Work to be completed:
Repeat the data exactly as it appears.

━━━━━ Data records ━━━━━

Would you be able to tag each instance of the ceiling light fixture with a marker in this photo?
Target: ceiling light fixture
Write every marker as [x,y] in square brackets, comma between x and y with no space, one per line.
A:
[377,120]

━━━━━

Output of the exercise:
Would you be able to tag each instance of the ceiling light fixture with a marker in this photo?
Target: ceiling light fixture
Write every marker as [x,y] in square brackets, comma between x and y with no space, one per line.
A:
[377,120]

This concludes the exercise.